▸ **Verilen metin**
------------------------
• SANAT
  • 9 SORUDA
  • DİKEN ÖZEL
  • GÜNÜN 11'i
  • DİKENLİK
  • AKŞAM POSTASI
  • SPOR
  • VPN HABER

Diken

Yaramazlara biraz batar!

  • VİTRİN
  • AKTÜEL
  • EKONOMİ
  • ANALİZ
  • DÜNYA
  • MEDYA
  • KEYİF
  • YAZARLAR
  • SÜRDÜRÜLEBİLİRLİK

'Optariko' iddianamesi: Mesele sadece Soros değil arkadaş, hala anlamadın mı?

06/03/2019 10:55

KEMAL GÖKTAŞ

kemalgoktas@diken.com.tr

@kemalgoktas 

George Soros, Türkiye siyasetinde uzunca dönemdir nefret objesiydi. Ulusalcılar başta olmak üzere siyasetin hemen her kesimi Soros’un ‘turuncu devrim’ ihraç eden, emperyalizmin ajanı olduğu konusunda hemfikirdi. Öyle ki, bir dönem komplo teorilerinin de mutlaka eşlik ettiği nefret dalgası ‘Sorospu çocukları’ diye küfür bile icat etmişti.
------------------------
[Saklanan öğeler]
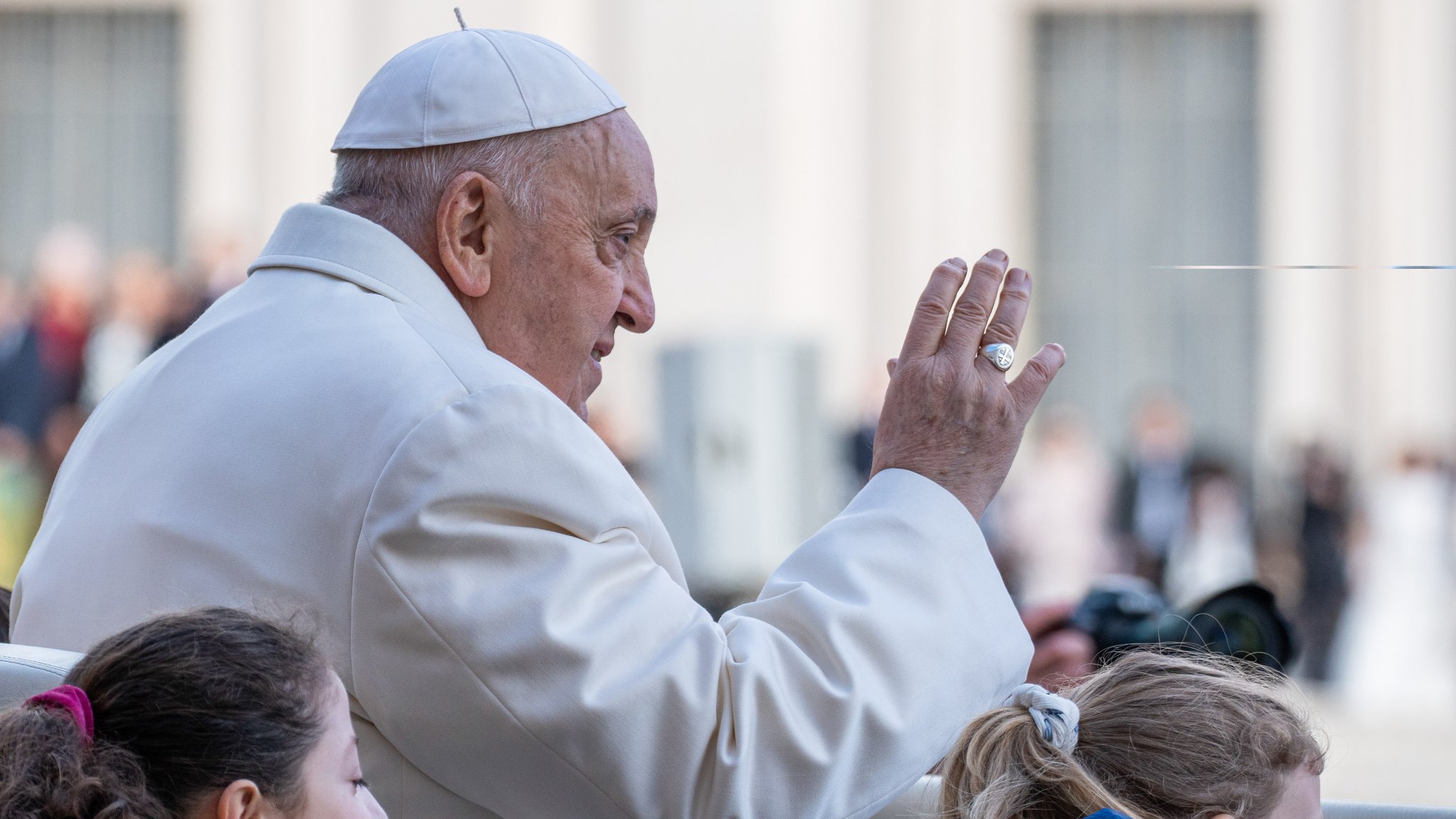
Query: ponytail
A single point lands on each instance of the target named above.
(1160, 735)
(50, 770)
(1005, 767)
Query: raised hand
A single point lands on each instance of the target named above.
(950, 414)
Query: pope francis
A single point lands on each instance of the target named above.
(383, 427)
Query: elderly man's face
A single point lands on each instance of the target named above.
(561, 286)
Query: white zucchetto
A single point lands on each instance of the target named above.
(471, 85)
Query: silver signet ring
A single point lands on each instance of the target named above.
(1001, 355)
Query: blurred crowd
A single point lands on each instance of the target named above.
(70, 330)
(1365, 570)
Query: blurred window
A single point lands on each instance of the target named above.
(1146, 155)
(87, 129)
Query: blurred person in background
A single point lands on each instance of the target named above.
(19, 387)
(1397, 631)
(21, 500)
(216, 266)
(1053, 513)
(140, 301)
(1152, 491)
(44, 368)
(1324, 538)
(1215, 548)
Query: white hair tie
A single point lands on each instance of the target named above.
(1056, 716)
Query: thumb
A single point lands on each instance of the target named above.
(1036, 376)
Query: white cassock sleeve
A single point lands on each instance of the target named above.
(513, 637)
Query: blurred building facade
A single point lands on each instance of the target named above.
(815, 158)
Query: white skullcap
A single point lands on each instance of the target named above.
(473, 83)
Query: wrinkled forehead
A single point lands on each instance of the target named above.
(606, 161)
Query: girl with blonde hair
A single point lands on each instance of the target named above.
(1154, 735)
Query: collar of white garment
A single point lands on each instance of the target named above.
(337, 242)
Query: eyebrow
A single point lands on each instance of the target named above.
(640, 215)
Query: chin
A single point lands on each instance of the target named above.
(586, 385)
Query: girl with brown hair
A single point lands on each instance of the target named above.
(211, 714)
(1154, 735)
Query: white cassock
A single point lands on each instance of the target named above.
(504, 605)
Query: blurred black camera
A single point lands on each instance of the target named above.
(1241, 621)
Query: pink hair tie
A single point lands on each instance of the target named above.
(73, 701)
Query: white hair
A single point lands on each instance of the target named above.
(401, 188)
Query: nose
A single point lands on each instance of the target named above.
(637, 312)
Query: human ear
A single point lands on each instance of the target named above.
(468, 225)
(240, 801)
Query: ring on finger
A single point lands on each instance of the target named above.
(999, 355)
------------------------
▸ **İstek**
Soros ve 'Optariko' iddianamesi üzerine yazıyı, son cümlenin ardından devam ettirin.

▸ **Yanıt**
Soros’un Yahudi olması İslamcılar için zaten baştan düşman kategorisinde olmasına yetiyordu ama pragmatik İslamcı hareket, iktidarını sağlamlaştırana kadar Soros’la ve Soros’un Türkiye’de ilişkide olduğu kurumlarla yakın ilişki kurmaktan da geri durmamıştı.


Bu dönem, Soros’un dünyada da revaçta olduğu bir dönemdi. ‘Liberal demokrasi’ eksenli, azınlıklar ve insan hakları alanına yoğunlaşan faaliyetleri ile küreselleşme söylemi birebir örtüşüyor ve bu yüzden başta Demokrat Partili ABD başkanları olmak üzere küreselleşme taraftarlarınca da yoğun biçimde destekleniyordu. Buna karşın, küreselleşmenin büyük ölçüde iflas etmesinin ardından Trump, Orban, Putin, Erdoğan gibi popülist liderlerin güç kazanmasıyla Soros bu ülkelerde gözden düşmekle kalmadı, sivil toplum alanındaki faaliyetleri de ya bitirildi ya da büyük ölçüde kısıtlandı. Batı’da yükselen Soros karşıtlığının da kuşkusuz Yahudi olması ve ‘Hıristiyan değerleri’ ile örtüşmüyor olmasının da büyük payı vardı.

Soros’un bu gözden düşüşü ile Türkiye’de salt söylemsel hedef olmaktan çıkıp fiili bir hedef haline gelmesi arasında da doğrudan bir ilişki vardı.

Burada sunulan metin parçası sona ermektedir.